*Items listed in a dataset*
════════
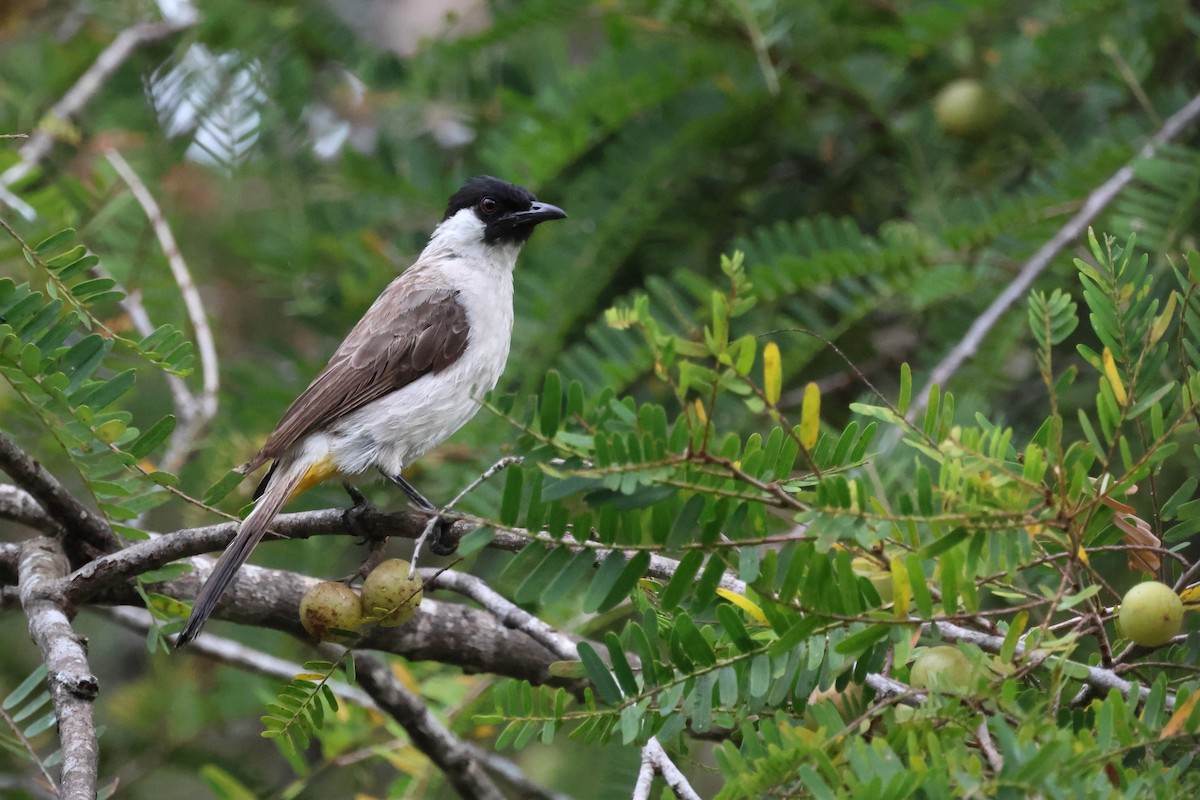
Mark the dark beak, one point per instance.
(520, 224)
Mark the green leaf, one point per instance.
(149, 441)
(551, 407)
(598, 673)
(216, 492)
(693, 641)
(611, 569)
(625, 582)
(17, 696)
(510, 503)
(54, 241)
(946, 542)
(107, 392)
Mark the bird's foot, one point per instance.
(443, 541)
(355, 517)
(439, 535)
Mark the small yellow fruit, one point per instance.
(328, 606)
(389, 595)
(941, 668)
(965, 108)
(1151, 614)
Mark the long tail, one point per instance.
(281, 482)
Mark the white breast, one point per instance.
(393, 431)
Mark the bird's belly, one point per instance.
(394, 431)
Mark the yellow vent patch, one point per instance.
(322, 470)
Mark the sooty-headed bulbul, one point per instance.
(409, 374)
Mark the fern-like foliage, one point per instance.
(299, 710)
(25, 714)
(54, 359)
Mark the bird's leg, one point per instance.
(438, 527)
(355, 522)
(442, 542)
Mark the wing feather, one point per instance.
(405, 335)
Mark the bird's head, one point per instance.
(499, 211)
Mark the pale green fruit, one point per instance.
(942, 667)
(389, 595)
(1151, 614)
(965, 108)
(328, 606)
(879, 577)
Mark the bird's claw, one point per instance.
(443, 541)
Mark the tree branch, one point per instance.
(72, 686)
(509, 613)
(456, 761)
(235, 654)
(655, 761)
(60, 504)
(1096, 202)
(19, 505)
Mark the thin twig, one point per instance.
(989, 747)
(1097, 677)
(19, 505)
(502, 464)
(81, 94)
(1096, 202)
(509, 613)
(58, 501)
(199, 410)
(72, 685)
(456, 761)
(235, 654)
(28, 746)
(655, 759)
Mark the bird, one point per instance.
(408, 374)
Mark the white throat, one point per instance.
(461, 236)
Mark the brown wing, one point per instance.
(406, 334)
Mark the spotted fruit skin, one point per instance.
(942, 667)
(1151, 614)
(965, 108)
(390, 596)
(330, 606)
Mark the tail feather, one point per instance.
(279, 487)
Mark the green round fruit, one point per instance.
(879, 577)
(1151, 614)
(389, 595)
(942, 667)
(328, 606)
(965, 108)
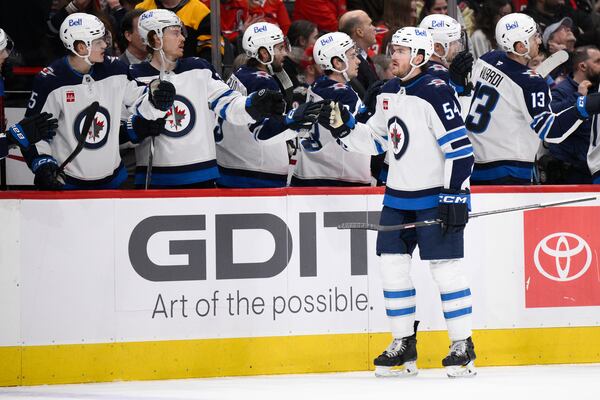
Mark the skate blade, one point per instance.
(405, 370)
(461, 371)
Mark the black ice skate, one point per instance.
(459, 361)
(400, 357)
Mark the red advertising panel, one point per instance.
(561, 257)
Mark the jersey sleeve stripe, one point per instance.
(452, 135)
(460, 153)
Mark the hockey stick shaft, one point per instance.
(418, 224)
(90, 113)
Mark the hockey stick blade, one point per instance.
(90, 113)
(551, 63)
(419, 224)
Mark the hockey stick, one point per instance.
(90, 113)
(418, 224)
(551, 63)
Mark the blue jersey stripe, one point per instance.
(400, 312)
(456, 295)
(458, 313)
(400, 294)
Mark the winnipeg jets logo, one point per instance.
(398, 136)
(180, 118)
(438, 67)
(97, 135)
(437, 82)
(531, 73)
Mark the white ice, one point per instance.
(575, 382)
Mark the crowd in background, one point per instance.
(564, 25)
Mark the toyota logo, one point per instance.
(562, 251)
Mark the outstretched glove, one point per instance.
(264, 103)
(304, 116)
(588, 105)
(47, 174)
(162, 94)
(459, 71)
(143, 128)
(337, 119)
(453, 209)
(371, 96)
(31, 130)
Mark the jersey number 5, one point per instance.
(484, 101)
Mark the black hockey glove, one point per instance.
(143, 128)
(588, 105)
(264, 103)
(371, 96)
(47, 175)
(453, 209)
(31, 130)
(459, 71)
(337, 119)
(304, 116)
(162, 94)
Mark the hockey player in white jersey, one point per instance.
(66, 88)
(510, 111)
(321, 161)
(450, 61)
(417, 120)
(257, 156)
(184, 155)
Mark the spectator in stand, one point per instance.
(302, 34)
(396, 14)
(375, 8)
(566, 162)
(324, 13)
(483, 39)
(88, 7)
(272, 11)
(559, 36)
(132, 48)
(196, 18)
(433, 7)
(547, 12)
(359, 26)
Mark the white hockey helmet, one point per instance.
(444, 30)
(330, 45)
(417, 39)
(262, 34)
(6, 42)
(513, 28)
(81, 27)
(156, 21)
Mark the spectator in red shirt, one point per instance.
(272, 11)
(324, 13)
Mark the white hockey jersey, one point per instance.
(509, 114)
(185, 153)
(255, 155)
(418, 122)
(66, 93)
(321, 161)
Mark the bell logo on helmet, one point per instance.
(326, 40)
(259, 29)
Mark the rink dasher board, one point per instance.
(86, 304)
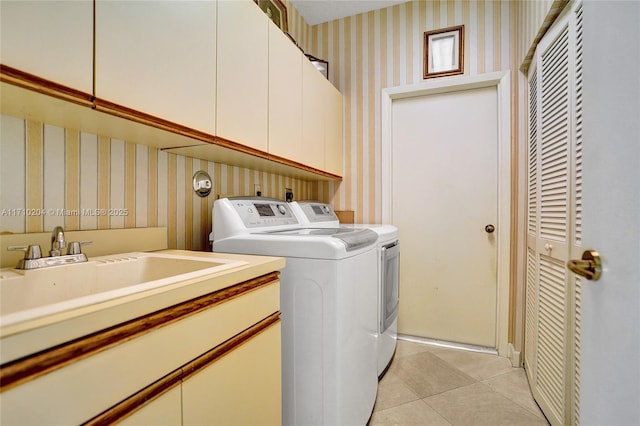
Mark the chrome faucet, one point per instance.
(58, 244)
(33, 254)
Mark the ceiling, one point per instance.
(319, 11)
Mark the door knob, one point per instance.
(590, 266)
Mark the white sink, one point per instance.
(38, 292)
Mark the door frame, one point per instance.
(500, 80)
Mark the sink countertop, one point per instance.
(21, 339)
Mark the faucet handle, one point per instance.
(30, 252)
(74, 247)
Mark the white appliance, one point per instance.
(313, 214)
(328, 294)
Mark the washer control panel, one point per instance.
(317, 212)
(257, 213)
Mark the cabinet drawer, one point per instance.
(163, 342)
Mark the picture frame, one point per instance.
(276, 11)
(444, 52)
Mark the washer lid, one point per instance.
(353, 239)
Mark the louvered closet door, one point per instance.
(554, 206)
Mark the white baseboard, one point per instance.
(514, 356)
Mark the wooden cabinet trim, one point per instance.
(33, 366)
(34, 83)
(46, 87)
(147, 395)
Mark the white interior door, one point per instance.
(445, 192)
(610, 364)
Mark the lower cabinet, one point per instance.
(241, 388)
(166, 410)
(213, 360)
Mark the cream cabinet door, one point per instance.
(53, 40)
(243, 79)
(313, 116)
(165, 410)
(241, 388)
(333, 154)
(159, 58)
(285, 96)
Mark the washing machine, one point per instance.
(314, 214)
(328, 295)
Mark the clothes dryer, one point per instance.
(314, 214)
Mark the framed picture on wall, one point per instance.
(444, 52)
(276, 11)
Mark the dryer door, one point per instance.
(390, 297)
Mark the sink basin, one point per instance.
(34, 293)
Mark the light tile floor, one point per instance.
(431, 385)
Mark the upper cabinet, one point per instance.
(243, 73)
(285, 96)
(158, 58)
(333, 154)
(53, 40)
(313, 115)
(216, 77)
(321, 121)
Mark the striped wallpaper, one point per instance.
(44, 166)
(53, 176)
(384, 48)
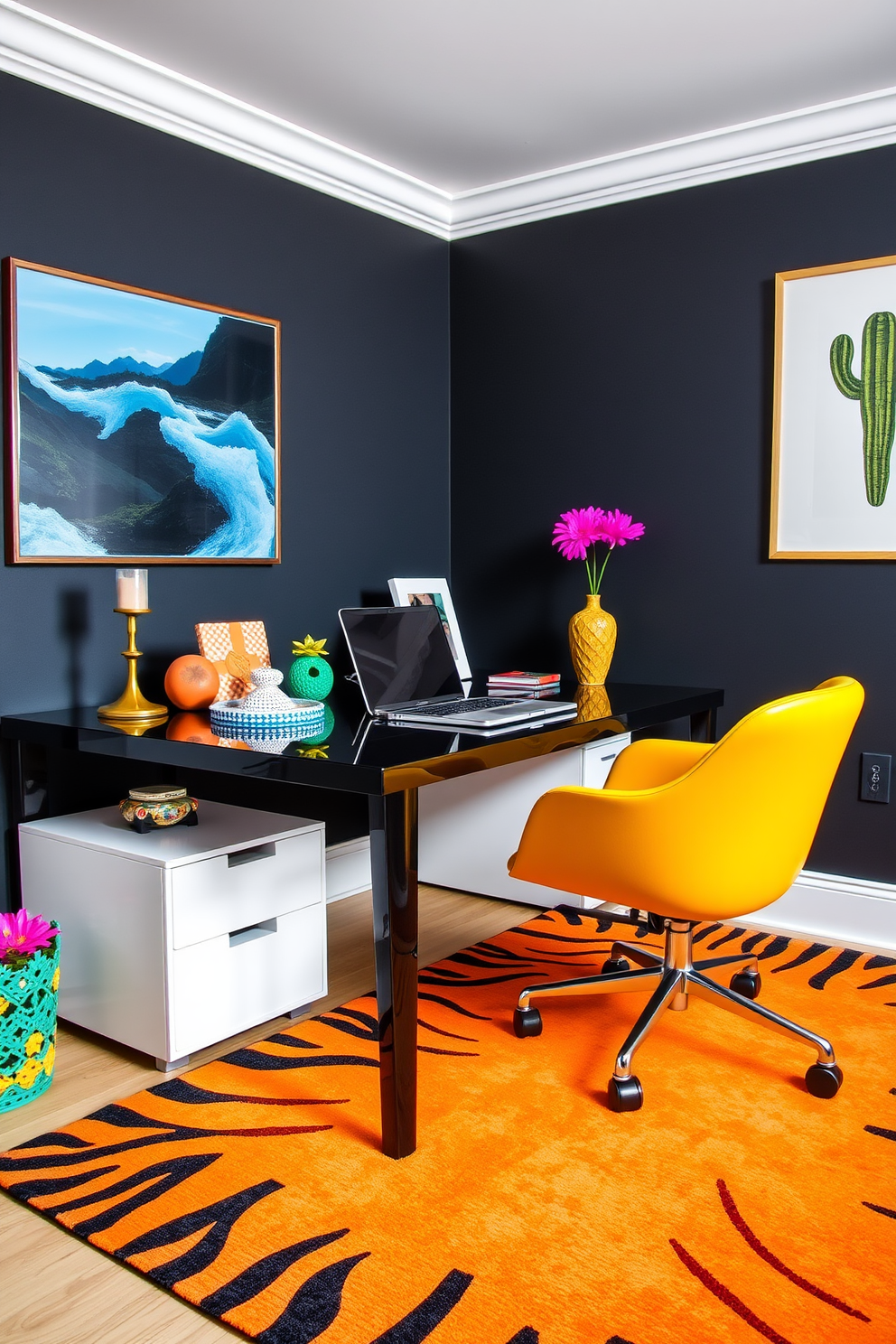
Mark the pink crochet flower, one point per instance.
(22, 933)
(618, 528)
(576, 531)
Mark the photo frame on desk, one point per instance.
(434, 593)
(140, 427)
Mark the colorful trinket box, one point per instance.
(159, 806)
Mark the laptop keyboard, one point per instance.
(435, 711)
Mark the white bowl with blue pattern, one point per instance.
(267, 713)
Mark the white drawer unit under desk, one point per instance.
(182, 937)
(471, 826)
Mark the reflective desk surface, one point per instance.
(361, 756)
(388, 765)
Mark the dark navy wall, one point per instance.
(363, 304)
(623, 357)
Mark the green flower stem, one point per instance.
(594, 578)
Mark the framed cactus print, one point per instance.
(835, 413)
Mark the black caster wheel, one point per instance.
(824, 1079)
(747, 983)
(527, 1022)
(614, 966)
(625, 1094)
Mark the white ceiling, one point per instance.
(477, 91)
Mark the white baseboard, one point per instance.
(832, 909)
(819, 906)
(348, 868)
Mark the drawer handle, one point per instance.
(251, 931)
(258, 851)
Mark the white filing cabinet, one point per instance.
(469, 826)
(183, 936)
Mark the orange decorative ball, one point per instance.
(192, 682)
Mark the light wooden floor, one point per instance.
(55, 1289)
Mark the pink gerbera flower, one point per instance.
(618, 528)
(23, 933)
(579, 531)
(576, 531)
════════
*Exercise goal*
Once the pictures are set aside, repeat the data above exactly as written.

*Answer space*
Mark the dark beak, one point per instance.
(520, 224)
Mark the green leaf, one point per instance.
(149, 441)
(551, 407)
(598, 673)
(216, 492)
(693, 641)
(611, 569)
(625, 582)
(17, 696)
(510, 503)
(54, 241)
(946, 542)
(107, 392)
Mark the bird's foot, one point per instance.
(443, 541)
(355, 517)
(439, 535)
Mark the small yellow fruit, one point per instance.
(328, 606)
(389, 595)
(941, 668)
(965, 108)
(1151, 614)
Mark the long tail, one point per instance.
(281, 482)
Mark the white breast, one point per instance.
(393, 431)
Mark the bird's belly, one point per instance.
(394, 431)
Mark the yellow vent patch, one point per instance.
(322, 470)
Mark the sooty-headed bulbul, one point per instance.
(409, 374)
Mark the fern-like foliage, one point per instance.
(299, 710)
(25, 714)
(54, 359)
Mark the bird's leg, one point per instance.
(438, 527)
(355, 522)
(442, 542)
Mark the wing feather, one point per instance.
(405, 335)
Mark the bird's head, one point per instance.
(499, 211)
Mark the pale green fruit, one point per instance.
(942, 667)
(389, 595)
(1151, 614)
(965, 108)
(328, 606)
(879, 577)
Mark the bird's claw, one point per instance.
(443, 541)
Mark the tree branch, one point per instance.
(72, 686)
(509, 613)
(456, 761)
(235, 654)
(655, 761)
(60, 504)
(1096, 202)
(19, 505)
Mark the thin twig, one point per instance.
(989, 747)
(1097, 677)
(19, 505)
(502, 464)
(81, 94)
(1096, 202)
(509, 613)
(58, 501)
(199, 410)
(72, 685)
(456, 761)
(235, 654)
(28, 746)
(655, 759)
Mark the bird, one point per instance.
(408, 374)
Mark the white throat, one point per instance.
(461, 236)
Mark the brown wing, one point per instance.
(406, 334)
Mark the spotted fruit skin, one point per instance.
(942, 667)
(1151, 614)
(965, 108)
(390, 596)
(330, 606)
Mark the tail feather, one point per instance.
(279, 487)
Mark the green round fruit, one point per instance.
(879, 577)
(1151, 614)
(389, 595)
(942, 667)
(328, 606)
(965, 108)
Mark the skate blade, one point per instance.
(405, 370)
(461, 371)
Mark the black ice skate, one point per instance.
(459, 361)
(400, 357)
Mark the red advertising panel, one point per instance.
(561, 257)
Mark the jersey sleeve stripe, one point per instance.
(452, 135)
(460, 153)
Mark the hockey stick shaft, one point per instance.
(418, 224)
(90, 113)
Mark the hockey stick blade, one point per instance.
(90, 113)
(551, 63)
(419, 224)
Mark the hockey stick, one point per instance.
(90, 113)
(418, 224)
(551, 63)
Mark the blue jersey stripe, one point per instance.
(400, 312)
(456, 295)
(458, 313)
(400, 294)
Mark the winnipeg jets logo, one point per instance.
(398, 136)
(180, 118)
(438, 67)
(97, 135)
(437, 82)
(531, 73)
Mark the white ice, one point per instance.
(575, 382)
Mark the crowd in background, one point per instance.
(564, 25)
Mark the toyota logo, one point per instance.
(562, 251)
Mark the outstretched glove, one point per instance.
(264, 103)
(304, 116)
(588, 105)
(47, 174)
(162, 94)
(459, 71)
(143, 128)
(337, 119)
(453, 209)
(371, 96)
(31, 130)
Mark the jersey number 5, one point per instance.
(484, 101)
Mark the black hockey glove, one point per instance.
(143, 128)
(588, 105)
(264, 103)
(371, 96)
(47, 175)
(453, 209)
(31, 130)
(459, 71)
(337, 119)
(304, 116)
(162, 94)
Mark the hockey player in white jersey, one point per instance.
(66, 88)
(510, 111)
(321, 161)
(450, 61)
(417, 120)
(257, 156)
(184, 155)
Mark the spectator in stand, one point per instance.
(302, 34)
(396, 14)
(375, 8)
(566, 162)
(324, 13)
(483, 39)
(88, 7)
(272, 11)
(559, 36)
(132, 48)
(196, 18)
(433, 7)
(547, 12)
(359, 26)
Mark the white hockey helmet, one point per instance.
(444, 30)
(330, 45)
(417, 39)
(262, 34)
(6, 42)
(513, 28)
(81, 27)
(156, 21)
Mark the spectator in red shirt, one point per instance.
(272, 11)
(324, 13)
Mark the white hockey jersey, one point per instance.
(509, 114)
(185, 153)
(255, 155)
(418, 122)
(66, 93)
(321, 161)
Mark the bell logo on helmet, one point per instance.
(326, 40)
(259, 29)
Mark the rink dasher board, one point per instance.
(86, 304)
Mark the chrome faucet, one point per instance.
(58, 244)
(33, 254)
Mark the ceiling, one point per instance.
(319, 11)
Mark the door knob, one point per instance.
(590, 266)
Mark the white sink, one point per instance.
(38, 292)
Mark the door frame, one point per instance.
(500, 80)
Mark the sink countertop, one point per instance.
(21, 339)
Mark the faucet handle, one point per instance.
(30, 252)
(74, 247)
Mark the white appliance, one point per instance.
(313, 214)
(328, 294)
Mark the washer control panel, one point per instance.
(317, 212)
(257, 213)
Mark the cabinet drawer, one point per instance.
(163, 342)
Mark the picture frame, one point per instance.
(276, 11)
(444, 52)
Mark the washer lid, one point per instance.
(353, 239)
Mark the louvered closet door, one point per instance.
(554, 206)
Mark the white baseboard, one point per instance.
(514, 356)
Mark the wooden cabinet trim, one point per instance.
(33, 366)
(34, 83)
(46, 87)
(147, 395)
Mark the white interior door, one point per instance.
(445, 192)
(610, 364)
Mark the lower cabinet, one point per instance.
(241, 388)
(166, 410)
(213, 360)
Mark the cream cabinet door, one point per instance.
(53, 40)
(243, 79)
(313, 116)
(165, 410)
(241, 388)
(333, 154)
(159, 58)
(285, 96)
Mark the washing machine, one point per instance.
(314, 214)
(328, 295)
Mark the clothes dryer, one point per instance.
(314, 214)
Mark the framed picture on wall, one point per instance.
(444, 52)
(276, 11)
Mark the dryer door, one point per instance.
(390, 297)
Mark the sink basin, one point per instance.
(34, 293)
Mark the light tile floor, one point per instance.
(431, 385)
Mark the upper cabinet, one point per instance.
(243, 73)
(285, 96)
(158, 58)
(333, 154)
(53, 40)
(313, 115)
(216, 77)
(321, 121)
Mark the striped wallpaper, one point per instance.
(44, 166)
(53, 176)
(384, 48)
Mark the pink crochet flower, one point per instance.
(22, 933)
(618, 528)
(576, 531)
Mark the photo frame on desk, one point per instance.
(434, 593)
(140, 427)
Mark the colorful trinket box, one point per instance.
(159, 806)
Mark the laptop keyboard, one point per instance.
(435, 711)
Mark the white bowl with blue pattern, one point per instance.
(267, 713)
Mark the white drawer unit under desk, one point per instance.
(182, 937)
(471, 826)
Mark the reflective desk surface, one point per instance.
(361, 756)
(388, 765)
Mark the dark navy wall, one point per instance.
(363, 304)
(623, 357)
Mark the green flower stem, one point per instance.
(594, 578)
Mark the framed cactus print, one point per instance.
(835, 413)
Mark the black caster wheel, one point per instance.
(824, 1079)
(747, 983)
(527, 1022)
(614, 966)
(625, 1094)
Mark the white ceiling, one point per instance.
(477, 91)
Mark the white baseboard, one point per instance.
(832, 909)
(819, 906)
(348, 868)
Mark the drawer handle, one point per instance.
(251, 931)
(258, 851)
Mark the white filing cabinet, one point per instance.
(469, 826)
(183, 936)
Mark the orange decorative ball, one point per instance.
(192, 682)
Mark the light wooden floor, one point per instance.
(55, 1289)
Mark the pink gerbera flower, one point per instance.
(618, 528)
(23, 933)
(579, 531)
(576, 531)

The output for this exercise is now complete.